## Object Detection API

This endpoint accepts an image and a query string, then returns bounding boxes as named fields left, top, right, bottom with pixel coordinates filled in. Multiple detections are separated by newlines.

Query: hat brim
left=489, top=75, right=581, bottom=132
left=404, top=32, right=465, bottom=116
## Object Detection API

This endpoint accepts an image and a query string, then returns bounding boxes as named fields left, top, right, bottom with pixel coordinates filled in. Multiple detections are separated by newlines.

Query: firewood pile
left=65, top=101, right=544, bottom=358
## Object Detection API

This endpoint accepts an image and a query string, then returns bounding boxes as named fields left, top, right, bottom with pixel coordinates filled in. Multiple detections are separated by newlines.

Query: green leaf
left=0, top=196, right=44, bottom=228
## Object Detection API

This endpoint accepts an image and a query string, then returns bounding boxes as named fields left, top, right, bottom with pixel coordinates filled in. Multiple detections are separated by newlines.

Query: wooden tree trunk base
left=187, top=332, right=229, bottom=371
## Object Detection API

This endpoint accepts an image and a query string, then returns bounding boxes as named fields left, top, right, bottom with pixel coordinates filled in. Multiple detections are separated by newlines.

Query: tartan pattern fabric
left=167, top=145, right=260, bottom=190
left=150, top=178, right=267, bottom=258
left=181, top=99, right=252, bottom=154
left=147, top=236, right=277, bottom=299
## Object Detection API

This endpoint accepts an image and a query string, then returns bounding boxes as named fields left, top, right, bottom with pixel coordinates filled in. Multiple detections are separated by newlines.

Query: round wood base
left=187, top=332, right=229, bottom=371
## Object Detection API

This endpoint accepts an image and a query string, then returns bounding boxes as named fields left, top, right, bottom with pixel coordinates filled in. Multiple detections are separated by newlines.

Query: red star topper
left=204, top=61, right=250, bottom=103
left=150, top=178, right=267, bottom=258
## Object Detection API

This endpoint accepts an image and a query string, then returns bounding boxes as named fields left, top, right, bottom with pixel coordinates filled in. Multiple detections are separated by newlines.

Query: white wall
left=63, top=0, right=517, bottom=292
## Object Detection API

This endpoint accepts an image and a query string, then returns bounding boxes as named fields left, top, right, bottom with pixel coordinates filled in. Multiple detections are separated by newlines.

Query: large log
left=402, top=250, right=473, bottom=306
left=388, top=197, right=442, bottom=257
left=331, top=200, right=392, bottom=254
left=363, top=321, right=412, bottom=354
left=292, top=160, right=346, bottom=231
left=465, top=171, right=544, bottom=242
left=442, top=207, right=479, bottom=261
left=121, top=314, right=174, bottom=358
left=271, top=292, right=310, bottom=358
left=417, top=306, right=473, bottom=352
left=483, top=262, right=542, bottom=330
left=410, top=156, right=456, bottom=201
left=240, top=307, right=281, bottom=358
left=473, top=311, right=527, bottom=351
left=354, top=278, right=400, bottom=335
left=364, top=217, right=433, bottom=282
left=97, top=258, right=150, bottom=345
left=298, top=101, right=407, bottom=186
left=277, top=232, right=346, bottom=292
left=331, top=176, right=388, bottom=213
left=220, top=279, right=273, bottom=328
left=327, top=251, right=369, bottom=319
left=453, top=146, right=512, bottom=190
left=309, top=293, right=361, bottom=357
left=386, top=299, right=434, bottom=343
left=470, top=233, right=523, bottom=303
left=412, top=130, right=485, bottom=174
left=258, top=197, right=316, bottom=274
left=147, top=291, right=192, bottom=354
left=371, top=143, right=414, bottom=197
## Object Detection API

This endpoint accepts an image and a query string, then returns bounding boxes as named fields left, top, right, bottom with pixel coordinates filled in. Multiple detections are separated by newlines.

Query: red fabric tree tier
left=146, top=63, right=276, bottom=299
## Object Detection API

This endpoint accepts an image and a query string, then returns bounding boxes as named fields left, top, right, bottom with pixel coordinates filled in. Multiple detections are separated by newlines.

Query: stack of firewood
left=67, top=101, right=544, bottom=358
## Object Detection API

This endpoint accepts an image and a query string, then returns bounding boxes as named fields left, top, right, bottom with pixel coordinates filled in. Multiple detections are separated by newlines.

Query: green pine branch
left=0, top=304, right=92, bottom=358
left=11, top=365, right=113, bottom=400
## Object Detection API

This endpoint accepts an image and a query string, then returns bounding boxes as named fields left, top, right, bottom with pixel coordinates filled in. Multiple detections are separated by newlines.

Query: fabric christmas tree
---------------
- _Your goal_: Count the lines in the entries above that contain the string "tree", with uppercase and lowercase letters treated as distinct. Give only the number.

- _Expected answer_: 3